Excerpts from segmentation records
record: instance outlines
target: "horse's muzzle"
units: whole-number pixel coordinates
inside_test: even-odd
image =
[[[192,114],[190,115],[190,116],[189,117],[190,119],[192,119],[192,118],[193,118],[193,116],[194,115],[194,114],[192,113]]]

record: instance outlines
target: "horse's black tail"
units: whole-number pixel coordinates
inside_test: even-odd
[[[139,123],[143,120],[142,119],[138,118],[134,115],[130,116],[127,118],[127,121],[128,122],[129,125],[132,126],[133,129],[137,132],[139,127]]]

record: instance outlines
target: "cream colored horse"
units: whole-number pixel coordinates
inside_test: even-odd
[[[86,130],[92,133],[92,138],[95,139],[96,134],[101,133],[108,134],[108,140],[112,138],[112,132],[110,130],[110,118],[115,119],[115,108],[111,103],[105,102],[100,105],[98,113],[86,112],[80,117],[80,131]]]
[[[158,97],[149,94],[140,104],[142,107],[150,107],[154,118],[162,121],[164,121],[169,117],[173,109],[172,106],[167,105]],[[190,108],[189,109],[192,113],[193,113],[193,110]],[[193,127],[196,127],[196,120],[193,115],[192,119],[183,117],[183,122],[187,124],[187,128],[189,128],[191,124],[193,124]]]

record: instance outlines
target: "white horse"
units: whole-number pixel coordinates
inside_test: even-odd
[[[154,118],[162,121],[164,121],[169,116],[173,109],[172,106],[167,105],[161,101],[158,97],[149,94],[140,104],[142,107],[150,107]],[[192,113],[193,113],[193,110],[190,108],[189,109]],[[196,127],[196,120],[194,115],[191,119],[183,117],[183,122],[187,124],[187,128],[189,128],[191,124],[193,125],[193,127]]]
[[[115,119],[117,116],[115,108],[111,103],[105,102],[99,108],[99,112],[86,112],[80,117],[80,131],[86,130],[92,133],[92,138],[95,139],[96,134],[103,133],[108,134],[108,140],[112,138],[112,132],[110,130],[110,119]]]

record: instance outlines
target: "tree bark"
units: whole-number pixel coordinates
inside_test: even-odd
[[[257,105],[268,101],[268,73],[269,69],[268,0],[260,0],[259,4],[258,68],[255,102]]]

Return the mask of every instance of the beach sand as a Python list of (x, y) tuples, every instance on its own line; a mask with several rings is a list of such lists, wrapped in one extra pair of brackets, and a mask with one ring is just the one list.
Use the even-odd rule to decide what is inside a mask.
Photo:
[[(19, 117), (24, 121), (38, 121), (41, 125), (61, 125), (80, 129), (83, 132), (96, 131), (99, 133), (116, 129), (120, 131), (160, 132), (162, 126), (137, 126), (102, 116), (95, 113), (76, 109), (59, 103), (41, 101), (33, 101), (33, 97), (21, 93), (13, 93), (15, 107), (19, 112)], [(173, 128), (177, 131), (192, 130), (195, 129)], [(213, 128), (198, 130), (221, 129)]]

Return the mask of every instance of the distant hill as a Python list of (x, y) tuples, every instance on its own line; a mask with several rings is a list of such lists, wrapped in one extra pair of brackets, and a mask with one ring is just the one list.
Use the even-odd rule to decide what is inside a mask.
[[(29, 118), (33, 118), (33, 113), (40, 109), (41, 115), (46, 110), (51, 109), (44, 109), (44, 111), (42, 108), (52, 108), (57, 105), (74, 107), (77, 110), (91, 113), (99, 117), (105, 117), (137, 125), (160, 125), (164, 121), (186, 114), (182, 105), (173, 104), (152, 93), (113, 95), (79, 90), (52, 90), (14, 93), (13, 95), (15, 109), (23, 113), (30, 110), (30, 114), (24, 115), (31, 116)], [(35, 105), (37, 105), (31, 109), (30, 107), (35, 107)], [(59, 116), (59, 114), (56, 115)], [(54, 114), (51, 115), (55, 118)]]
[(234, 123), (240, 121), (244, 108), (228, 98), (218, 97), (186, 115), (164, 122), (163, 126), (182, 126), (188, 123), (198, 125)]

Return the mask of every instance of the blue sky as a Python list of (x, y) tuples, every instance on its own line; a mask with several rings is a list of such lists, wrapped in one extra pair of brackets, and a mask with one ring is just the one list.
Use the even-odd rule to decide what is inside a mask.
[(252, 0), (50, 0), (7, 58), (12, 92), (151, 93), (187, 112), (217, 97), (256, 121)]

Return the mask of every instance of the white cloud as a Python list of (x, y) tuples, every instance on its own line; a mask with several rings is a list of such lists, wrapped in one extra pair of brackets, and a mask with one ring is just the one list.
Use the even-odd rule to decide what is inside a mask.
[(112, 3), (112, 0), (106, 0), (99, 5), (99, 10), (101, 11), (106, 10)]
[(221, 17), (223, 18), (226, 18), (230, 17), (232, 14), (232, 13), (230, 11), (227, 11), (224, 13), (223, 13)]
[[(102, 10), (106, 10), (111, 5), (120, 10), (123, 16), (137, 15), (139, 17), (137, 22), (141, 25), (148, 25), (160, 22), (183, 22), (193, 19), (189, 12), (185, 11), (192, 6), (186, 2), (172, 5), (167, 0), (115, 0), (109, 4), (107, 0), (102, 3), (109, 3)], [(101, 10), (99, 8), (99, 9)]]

### What is required
Turn every line of the records above into a numbered list, leaving out the blank lines.

### Answer to the exercise
1. record: instance outlines
2. target: "horse's muzzle"
3. units: whole-number pixel coordinates
4. inside_test: even-odd
5. image =
6. [[[192,114],[190,115],[190,116],[189,117],[190,119],[192,119],[192,118],[193,118],[193,116],[194,115],[194,114],[192,113]]]
7. record: instance outlines
8. target: "horse's black tail"
9. units: whole-number pixel coordinates
10. inside_test: even-odd
11. [[[139,123],[143,120],[142,119],[138,118],[134,115],[130,116],[127,118],[127,121],[128,122],[129,125],[132,126],[133,129],[137,132],[139,127]]]
12. record: instance outlines
13. target: "cream colored horse"
14. units: whole-number pixel coordinates
15. inside_test: even-odd
16. [[[86,130],[92,133],[92,138],[95,139],[96,134],[101,133],[108,134],[108,140],[112,138],[112,132],[110,130],[110,118],[115,119],[115,108],[111,103],[105,102],[100,105],[98,113],[86,112],[80,117],[80,131]]]
17. [[[158,97],[149,94],[140,104],[142,107],[150,107],[154,118],[162,121],[164,121],[169,117],[173,109],[172,106],[167,105]],[[190,108],[189,109],[192,113],[193,113],[193,110]],[[193,127],[196,127],[196,120],[193,115],[192,119],[183,117],[183,122],[187,124],[187,128],[189,128],[191,124],[193,124]]]
18. record: instance outlines
19. target: "white horse"
20. units: whole-number pixel coordinates
21. inside_test: even-odd
22. [[[154,118],[162,121],[164,121],[169,116],[173,109],[172,106],[167,105],[161,101],[158,97],[149,94],[140,104],[142,107],[150,107]],[[192,113],[193,113],[193,110],[190,108],[189,109]],[[196,127],[196,120],[194,115],[191,119],[183,117],[183,122],[187,124],[187,128],[189,128],[191,124],[193,125],[193,127]]]
23. [[[115,119],[117,116],[115,108],[111,103],[105,102],[99,108],[99,112],[86,112],[80,117],[80,131],[86,130],[92,133],[92,138],[95,139],[96,134],[103,133],[108,134],[108,140],[112,138],[112,132],[110,130],[110,119]]]
24. record: instance outlines
25. target: "tree bark"
26. units: whole-number pixel coordinates
27. inside_test: even-odd
28. [[[257,105],[268,101],[268,73],[269,69],[268,0],[260,0],[259,4],[258,68],[255,102]]]
29. Return the mask of every instance of the beach sand as a Python list of (x, y) tuples, every instance on its own line; a mask with several rings is a list of such lists, wrapped in one extra pair of brackets, and a mask with one ring is just the one list.
30. Use the even-odd rule to decide what is inside a mask.
31. Photo:
32. [[(19, 117), (24, 121), (38, 121), (41, 125), (61, 125), (80, 129), (83, 132), (96, 131), (99, 133), (116, 129), (120, 131), (160, 132), (162, 126), (137, 126), (102, 116), (95, 113), (76, 109), (59, 103), (41, 101), (33, 101), (33, 97), (21, 93), (13, 93), (15, 107), (19, 112)], [(173, 128), (177, 131), (192, 130), (195, 129)], [(213, 128), (198, 130), (221, 129)]]
33. Return the mask of every instance of the distant hill as a Python list of (x, y) tuples, every instance on its own line; a mask with several rings is a list of such lists, wrapped in one extra pair of brackets, and a mask with one ring is just the one list.
34. Use the even-odd rule to decide what is inside a mask.
35. [[(29, 118), (33, 118), (33, 113), (40, 109), (41, 115), (46, 110), (51, 109), (44, 109), (44, 111), (42, 108), (52, 108), (57, 105), (74, 107), (77, 110), (91, 113), (99, 117), (105, 117), (137, 125), (160, 125), (164, 121), (186, 114), (182, 105), (173, 104), (152, 93), (113, 95), (79, 90), (52, 90), (14, 93), (13, 95), (15, 109), (23, 113), (30, 110), (30, 114), (24, 115), (31, 116)], [(35, 105), (37, 105), (31, 109), (30, 107), (35, 107)], [(59, 116), (59, 114), (56, 115)], [(54, 114), (51, 115), (55, 118)]]
36. [(234, 123), (240, 121), (244, 108), (228, 98), (218, 97), (186, 115), (164, 122), (163, 126), (182, 126), (188, 123), (198, 125)]
37. Return the mask of every instance of the blue sky as a Python list of (x, y) tuples, every instance on its own line; a mask with several rings is a list of such lists, wrapped in one extra pair of brackets, and a mask with one ring is just the one list.
38. Use the even-odd rule to decide what is inside a mask.
39. [(252, 0), (50, 0), (7, 58), (12, 92), (151, 93), (187, 112), (217, 97), (256, 121)]
40. Return the mask of every instance of the white cloud as a Python list of (x, y) tuples, every instance on its own line; a mask with several rings is a list of such lists, wrapped in one extra pair of brackets, and a mask with one ring is just the one list.
41. Use the even-odd rule to decide what is inside a mask.
42. [(112, 3), (112, 0), (106, 0), (99, 5), (99, 10), (101, 11), (106, 10)]
43. [(221, 17), (223, 18), (226, 18), (230, 17), (232, 14), (232, 13), (230, 11), (227, 11), (224, 13), (223, 13)]
44. [[(102, 10), (106, 10), (111, 5), (120, 10), (123, 16), (137, 15), (139, 17), (137, 22), (141, 25), (148, 25), (160, 22), (183, 22), (193, 19), (189, 12), (185, 11), (192, 6), (186, 2), (172, 5), (167, 0), (115, 0), (109, 4), (107, 0), (102, 3), (109, 3)], [(101, 10), (99, 8), (99, 9)]]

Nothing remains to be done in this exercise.